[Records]
--------------------------------------------------

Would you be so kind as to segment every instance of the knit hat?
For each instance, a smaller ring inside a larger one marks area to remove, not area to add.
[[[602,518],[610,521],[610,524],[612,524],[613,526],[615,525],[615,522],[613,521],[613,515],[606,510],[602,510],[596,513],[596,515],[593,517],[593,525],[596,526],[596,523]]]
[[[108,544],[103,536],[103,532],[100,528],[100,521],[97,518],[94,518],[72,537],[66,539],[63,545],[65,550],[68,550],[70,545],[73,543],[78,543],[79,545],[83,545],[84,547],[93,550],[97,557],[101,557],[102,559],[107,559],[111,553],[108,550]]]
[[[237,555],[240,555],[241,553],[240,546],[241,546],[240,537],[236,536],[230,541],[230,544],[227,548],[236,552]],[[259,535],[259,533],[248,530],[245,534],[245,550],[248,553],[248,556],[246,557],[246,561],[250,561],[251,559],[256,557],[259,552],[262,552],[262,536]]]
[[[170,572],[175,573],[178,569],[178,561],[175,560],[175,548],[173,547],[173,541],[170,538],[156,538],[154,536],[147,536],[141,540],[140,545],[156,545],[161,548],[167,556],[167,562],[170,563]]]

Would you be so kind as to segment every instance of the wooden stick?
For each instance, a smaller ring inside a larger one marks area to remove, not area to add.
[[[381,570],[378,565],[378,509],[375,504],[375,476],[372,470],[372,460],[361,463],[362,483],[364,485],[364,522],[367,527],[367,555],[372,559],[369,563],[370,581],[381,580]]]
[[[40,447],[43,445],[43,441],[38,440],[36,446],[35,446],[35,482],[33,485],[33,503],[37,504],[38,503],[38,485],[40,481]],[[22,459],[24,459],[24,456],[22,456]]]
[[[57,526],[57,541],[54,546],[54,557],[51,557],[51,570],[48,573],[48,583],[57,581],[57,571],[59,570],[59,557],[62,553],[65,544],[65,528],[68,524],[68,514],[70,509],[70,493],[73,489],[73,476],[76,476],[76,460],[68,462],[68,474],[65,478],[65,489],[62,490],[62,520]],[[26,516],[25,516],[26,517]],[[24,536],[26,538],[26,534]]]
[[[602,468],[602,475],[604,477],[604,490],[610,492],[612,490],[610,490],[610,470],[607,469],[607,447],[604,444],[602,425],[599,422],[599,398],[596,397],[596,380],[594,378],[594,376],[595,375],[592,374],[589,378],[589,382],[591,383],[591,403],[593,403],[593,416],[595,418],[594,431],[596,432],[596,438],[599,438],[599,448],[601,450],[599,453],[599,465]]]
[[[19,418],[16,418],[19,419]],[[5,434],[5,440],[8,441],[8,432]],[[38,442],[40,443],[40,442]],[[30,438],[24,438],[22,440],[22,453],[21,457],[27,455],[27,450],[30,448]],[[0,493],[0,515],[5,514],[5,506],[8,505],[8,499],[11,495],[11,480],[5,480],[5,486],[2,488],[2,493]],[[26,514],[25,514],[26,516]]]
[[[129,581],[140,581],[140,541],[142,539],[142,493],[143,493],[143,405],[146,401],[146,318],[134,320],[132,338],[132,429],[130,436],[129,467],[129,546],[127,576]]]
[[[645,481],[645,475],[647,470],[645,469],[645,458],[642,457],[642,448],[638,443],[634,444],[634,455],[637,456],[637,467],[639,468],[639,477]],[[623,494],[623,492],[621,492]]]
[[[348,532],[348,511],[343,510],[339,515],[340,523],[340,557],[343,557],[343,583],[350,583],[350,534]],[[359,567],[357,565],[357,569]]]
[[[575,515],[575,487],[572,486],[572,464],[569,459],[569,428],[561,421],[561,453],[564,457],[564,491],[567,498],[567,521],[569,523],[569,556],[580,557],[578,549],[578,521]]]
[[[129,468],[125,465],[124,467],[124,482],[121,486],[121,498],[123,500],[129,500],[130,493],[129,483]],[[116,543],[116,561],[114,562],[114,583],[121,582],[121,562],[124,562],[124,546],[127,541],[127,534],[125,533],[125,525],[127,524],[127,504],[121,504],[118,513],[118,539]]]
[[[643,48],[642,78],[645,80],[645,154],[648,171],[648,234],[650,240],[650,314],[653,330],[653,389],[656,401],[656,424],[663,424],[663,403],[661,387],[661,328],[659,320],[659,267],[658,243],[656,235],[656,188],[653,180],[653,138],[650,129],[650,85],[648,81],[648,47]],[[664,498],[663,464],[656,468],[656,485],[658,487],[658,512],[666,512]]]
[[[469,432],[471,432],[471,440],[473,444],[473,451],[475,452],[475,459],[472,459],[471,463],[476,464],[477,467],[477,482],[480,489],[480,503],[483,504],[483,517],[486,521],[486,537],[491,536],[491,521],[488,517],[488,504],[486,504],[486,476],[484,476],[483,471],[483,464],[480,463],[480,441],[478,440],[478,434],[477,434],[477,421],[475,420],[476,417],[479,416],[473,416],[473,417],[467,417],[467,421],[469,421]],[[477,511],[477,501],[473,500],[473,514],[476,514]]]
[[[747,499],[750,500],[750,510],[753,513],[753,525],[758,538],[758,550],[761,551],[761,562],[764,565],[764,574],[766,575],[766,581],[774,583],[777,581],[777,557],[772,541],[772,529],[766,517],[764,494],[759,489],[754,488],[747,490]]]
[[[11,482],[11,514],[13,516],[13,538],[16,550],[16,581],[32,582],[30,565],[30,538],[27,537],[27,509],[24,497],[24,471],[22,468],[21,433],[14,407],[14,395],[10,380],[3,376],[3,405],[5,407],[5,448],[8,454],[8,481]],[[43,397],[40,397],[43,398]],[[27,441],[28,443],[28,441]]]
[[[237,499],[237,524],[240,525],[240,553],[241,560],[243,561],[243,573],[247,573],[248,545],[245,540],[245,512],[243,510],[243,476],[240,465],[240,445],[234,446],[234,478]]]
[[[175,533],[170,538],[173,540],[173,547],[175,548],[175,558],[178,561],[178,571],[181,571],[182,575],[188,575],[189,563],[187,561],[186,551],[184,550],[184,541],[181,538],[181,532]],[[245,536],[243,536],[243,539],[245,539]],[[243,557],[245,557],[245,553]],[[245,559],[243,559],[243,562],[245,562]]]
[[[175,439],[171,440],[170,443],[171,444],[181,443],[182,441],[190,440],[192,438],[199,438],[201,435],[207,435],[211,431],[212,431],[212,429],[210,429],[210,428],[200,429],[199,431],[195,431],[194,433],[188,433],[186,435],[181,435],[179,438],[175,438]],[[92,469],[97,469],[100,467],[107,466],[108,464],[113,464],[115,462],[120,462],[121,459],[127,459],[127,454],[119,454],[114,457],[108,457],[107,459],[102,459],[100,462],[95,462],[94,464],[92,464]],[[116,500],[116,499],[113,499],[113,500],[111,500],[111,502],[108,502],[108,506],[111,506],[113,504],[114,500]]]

--------------------------------------------------

> [Request]: Count how many lines of the listing contain the string "Would", treating case as significant, and give only the number.

> [Task output]: 2